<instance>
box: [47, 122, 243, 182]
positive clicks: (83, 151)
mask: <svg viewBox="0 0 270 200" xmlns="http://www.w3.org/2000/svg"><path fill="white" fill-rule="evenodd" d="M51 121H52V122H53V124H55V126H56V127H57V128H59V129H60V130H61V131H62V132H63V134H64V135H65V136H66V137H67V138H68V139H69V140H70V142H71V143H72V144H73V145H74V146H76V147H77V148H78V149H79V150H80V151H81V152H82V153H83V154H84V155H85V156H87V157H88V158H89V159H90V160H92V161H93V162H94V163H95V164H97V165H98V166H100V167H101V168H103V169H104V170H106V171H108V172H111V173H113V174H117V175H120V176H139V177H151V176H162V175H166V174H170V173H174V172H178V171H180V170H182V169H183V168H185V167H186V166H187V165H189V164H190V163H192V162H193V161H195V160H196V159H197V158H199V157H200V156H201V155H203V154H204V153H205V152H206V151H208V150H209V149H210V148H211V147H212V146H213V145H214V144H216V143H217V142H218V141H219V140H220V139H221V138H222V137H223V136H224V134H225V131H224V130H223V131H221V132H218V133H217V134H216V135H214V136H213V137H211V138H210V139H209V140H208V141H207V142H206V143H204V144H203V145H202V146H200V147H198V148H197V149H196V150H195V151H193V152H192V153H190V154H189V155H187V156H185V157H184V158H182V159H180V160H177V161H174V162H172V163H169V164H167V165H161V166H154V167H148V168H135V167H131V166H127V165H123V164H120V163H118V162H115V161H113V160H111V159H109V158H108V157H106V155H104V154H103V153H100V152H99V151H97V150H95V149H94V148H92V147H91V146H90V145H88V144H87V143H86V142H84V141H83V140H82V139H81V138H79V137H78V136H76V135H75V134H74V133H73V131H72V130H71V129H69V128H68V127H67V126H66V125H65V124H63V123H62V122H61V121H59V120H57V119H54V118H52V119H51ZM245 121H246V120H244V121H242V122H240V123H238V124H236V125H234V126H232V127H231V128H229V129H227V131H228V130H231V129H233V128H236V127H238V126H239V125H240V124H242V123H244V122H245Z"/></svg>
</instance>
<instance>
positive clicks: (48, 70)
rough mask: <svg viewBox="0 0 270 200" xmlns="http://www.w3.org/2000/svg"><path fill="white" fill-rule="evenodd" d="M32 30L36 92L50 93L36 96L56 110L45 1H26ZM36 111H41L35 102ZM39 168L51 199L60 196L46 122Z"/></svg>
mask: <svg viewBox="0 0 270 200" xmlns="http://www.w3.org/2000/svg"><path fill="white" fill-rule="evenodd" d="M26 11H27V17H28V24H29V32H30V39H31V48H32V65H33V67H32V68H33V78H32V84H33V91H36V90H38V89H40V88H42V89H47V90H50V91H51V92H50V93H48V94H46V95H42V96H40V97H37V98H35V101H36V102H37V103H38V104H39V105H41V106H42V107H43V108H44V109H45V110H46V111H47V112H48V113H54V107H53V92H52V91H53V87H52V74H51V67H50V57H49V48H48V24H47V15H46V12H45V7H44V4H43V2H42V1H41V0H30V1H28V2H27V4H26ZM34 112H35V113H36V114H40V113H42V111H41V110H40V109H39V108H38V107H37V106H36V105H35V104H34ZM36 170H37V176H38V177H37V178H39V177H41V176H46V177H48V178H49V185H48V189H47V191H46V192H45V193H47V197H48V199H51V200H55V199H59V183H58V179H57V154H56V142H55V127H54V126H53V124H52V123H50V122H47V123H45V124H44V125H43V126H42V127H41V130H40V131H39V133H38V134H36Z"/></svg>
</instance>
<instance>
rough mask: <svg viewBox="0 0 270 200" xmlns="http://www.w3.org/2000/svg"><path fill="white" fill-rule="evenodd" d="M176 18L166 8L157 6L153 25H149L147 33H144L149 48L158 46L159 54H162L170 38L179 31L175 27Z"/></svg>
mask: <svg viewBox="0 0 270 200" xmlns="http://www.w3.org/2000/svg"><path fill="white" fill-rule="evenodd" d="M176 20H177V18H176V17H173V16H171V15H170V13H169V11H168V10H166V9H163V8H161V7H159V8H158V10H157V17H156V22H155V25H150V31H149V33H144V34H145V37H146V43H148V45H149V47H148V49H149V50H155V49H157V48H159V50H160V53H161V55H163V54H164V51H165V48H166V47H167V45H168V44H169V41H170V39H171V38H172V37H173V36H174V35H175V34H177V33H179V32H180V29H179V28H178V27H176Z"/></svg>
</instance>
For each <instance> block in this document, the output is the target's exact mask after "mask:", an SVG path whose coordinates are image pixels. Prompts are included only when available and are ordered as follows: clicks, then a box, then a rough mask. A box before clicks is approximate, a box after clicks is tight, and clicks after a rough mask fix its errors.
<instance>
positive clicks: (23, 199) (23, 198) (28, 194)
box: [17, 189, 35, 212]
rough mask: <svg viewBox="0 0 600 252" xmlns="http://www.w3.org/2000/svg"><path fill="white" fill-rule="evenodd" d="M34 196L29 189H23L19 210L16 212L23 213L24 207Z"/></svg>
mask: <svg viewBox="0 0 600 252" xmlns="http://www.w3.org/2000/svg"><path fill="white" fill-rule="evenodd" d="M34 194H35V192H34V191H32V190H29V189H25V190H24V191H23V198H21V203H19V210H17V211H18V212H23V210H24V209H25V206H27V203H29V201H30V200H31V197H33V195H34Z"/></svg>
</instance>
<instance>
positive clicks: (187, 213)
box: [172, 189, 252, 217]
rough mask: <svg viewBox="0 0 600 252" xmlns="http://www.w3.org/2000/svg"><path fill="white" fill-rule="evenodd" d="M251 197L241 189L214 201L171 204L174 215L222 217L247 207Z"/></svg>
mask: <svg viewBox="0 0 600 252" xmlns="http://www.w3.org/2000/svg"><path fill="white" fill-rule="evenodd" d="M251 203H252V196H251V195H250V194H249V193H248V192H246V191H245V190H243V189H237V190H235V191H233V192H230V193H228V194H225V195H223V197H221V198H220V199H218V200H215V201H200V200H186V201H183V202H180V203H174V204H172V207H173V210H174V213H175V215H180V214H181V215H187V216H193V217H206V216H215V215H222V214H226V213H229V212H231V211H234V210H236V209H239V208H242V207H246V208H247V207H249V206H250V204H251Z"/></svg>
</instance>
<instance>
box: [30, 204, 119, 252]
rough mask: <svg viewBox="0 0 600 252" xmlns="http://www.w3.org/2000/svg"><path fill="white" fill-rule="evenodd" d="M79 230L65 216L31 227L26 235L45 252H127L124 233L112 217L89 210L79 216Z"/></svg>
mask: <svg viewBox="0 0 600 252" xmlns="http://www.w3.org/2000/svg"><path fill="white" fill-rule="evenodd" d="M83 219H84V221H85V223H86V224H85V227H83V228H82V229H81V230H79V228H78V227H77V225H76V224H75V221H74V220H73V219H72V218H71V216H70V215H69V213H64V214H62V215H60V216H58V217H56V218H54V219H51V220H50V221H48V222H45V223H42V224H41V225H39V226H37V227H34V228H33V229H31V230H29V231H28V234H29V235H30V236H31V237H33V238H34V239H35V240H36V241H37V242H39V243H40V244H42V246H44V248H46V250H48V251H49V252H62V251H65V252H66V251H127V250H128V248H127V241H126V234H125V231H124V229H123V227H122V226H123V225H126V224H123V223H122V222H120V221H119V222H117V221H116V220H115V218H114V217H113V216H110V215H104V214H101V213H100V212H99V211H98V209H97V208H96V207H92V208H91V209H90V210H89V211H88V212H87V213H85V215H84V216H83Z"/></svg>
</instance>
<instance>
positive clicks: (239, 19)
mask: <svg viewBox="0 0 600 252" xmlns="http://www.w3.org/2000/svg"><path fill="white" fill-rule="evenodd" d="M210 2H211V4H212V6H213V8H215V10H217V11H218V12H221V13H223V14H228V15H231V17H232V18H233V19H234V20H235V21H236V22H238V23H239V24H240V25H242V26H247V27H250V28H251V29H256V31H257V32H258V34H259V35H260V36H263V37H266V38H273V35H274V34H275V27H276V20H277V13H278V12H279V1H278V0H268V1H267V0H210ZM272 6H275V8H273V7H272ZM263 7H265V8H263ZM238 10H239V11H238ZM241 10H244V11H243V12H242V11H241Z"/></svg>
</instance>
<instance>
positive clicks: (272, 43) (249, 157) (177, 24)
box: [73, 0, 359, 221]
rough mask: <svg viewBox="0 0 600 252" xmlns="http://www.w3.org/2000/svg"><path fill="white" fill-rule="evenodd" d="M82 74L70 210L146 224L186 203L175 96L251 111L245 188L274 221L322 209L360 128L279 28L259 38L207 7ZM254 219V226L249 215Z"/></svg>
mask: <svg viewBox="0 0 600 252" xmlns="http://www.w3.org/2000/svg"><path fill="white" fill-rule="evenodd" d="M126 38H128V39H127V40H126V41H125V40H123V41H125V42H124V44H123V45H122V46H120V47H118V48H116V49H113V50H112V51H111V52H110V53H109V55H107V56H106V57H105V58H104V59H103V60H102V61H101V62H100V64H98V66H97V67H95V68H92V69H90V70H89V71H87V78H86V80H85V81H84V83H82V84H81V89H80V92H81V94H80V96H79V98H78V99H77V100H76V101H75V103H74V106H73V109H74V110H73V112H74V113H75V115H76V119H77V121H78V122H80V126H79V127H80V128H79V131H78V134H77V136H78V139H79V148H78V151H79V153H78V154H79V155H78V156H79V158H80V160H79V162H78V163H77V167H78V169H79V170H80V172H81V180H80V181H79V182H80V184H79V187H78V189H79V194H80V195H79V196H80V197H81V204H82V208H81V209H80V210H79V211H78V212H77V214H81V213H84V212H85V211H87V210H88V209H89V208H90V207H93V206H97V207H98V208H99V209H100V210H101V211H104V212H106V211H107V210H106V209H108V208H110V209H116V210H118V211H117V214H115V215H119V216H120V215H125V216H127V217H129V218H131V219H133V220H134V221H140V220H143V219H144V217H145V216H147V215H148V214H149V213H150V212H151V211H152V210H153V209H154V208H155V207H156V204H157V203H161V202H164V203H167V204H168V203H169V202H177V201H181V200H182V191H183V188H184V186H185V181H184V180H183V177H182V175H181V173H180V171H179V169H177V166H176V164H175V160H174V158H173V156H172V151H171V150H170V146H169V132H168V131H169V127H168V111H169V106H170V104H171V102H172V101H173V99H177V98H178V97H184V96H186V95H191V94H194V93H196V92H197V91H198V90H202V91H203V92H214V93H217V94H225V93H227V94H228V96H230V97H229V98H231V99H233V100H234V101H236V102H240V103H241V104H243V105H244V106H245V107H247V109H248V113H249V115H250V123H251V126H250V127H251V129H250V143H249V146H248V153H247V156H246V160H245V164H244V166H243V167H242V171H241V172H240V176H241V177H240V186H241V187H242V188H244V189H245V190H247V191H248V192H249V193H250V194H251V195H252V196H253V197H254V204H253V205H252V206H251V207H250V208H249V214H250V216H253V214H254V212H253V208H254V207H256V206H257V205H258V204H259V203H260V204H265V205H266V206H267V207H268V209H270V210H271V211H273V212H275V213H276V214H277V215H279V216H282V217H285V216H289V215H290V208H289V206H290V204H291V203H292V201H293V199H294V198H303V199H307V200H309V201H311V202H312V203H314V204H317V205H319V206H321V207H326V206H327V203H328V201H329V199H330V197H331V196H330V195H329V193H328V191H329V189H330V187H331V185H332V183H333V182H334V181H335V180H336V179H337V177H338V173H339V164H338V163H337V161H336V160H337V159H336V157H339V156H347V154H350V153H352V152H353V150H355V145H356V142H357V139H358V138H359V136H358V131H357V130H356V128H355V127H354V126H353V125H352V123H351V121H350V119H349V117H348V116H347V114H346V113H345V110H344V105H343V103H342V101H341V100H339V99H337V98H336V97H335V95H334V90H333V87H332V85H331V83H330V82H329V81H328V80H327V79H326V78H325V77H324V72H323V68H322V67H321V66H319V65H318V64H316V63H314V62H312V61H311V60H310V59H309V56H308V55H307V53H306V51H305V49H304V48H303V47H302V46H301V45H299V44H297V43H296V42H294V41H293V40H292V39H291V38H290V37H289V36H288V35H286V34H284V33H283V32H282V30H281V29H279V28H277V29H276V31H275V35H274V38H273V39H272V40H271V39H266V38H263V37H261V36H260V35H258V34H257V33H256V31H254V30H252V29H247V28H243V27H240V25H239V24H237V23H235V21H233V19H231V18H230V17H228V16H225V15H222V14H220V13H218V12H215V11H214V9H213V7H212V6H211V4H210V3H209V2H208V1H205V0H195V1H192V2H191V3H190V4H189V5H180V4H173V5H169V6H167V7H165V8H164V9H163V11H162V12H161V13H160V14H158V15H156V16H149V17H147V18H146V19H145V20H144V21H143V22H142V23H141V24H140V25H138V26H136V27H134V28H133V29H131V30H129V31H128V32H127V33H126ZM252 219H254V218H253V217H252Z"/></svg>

Directions —
Only the lines above from the one with "positive clicks: (23, 199)" up to and including the one with "box: [30, 204, 119, 252]" should be repeated, exactly as written.

Answer space —
positive clicks: (23, 199) (23, 198) (28, 194)
box: [17, 189, 35, 212]
rough mask: <svg viewBox="0 0 600 252" xmlns="http://www.w3.org/2000/svg"><path fill="white" fill-rule="evenodd" d="M34 196L29 189H23L19 210L16 212L23 213L24 207Z"/></svg>
mask: <svg viewBox="0 0 600 252" xmlns="http://www.w3.org/2000/svg"><path fill="white" fill-rule="evenodd" d="M34 194H35V192H34V191H32V190H29V189H25V190H24V191H23V198H21V203H19V210H17V211H18V212H23V210H24V209H25V206H27V203H29V201H30V200H31V197H33V195H34Z"/></svg>
</instance>
<instance>
positive clicks: (187, 213)
box: [172, 189, 252, 217]
rough mask: <svg viewBox="0 0 600 252" xmlns="http://www.w3.org/2000/svg"><path fill="white" fill-rule="evenodd" d="M251 197L241 189L214 201L171 204L174 215L222 217L247 207Z"/></svg>
mask: <svg viewBox="0 0 600 252" xmlns="http://www.w3.org/2000/svg"><path fill="white" fill-rule="evenodd" d="M251 203H252V196H251V195H250V194H249V193H248V192H246V191H245V190H243V189H237V190H235V191H233V192H230V193H228V194H225V195H223V197H221V198H220V199H218V200H215V201H200V200H186V201H183V202H180V203H174V204H172V207H173V210H174V213H175V215H180V214H181V215H187V216H193V217H206V216H215V215H222V214H226V213H229V212H231V211H234V210H236V209H239V208H242V207H246V208H247V207H249V206H250V204H251Z"/></svg>
</instance>
<instance>
box: [30, 204, 119, 252]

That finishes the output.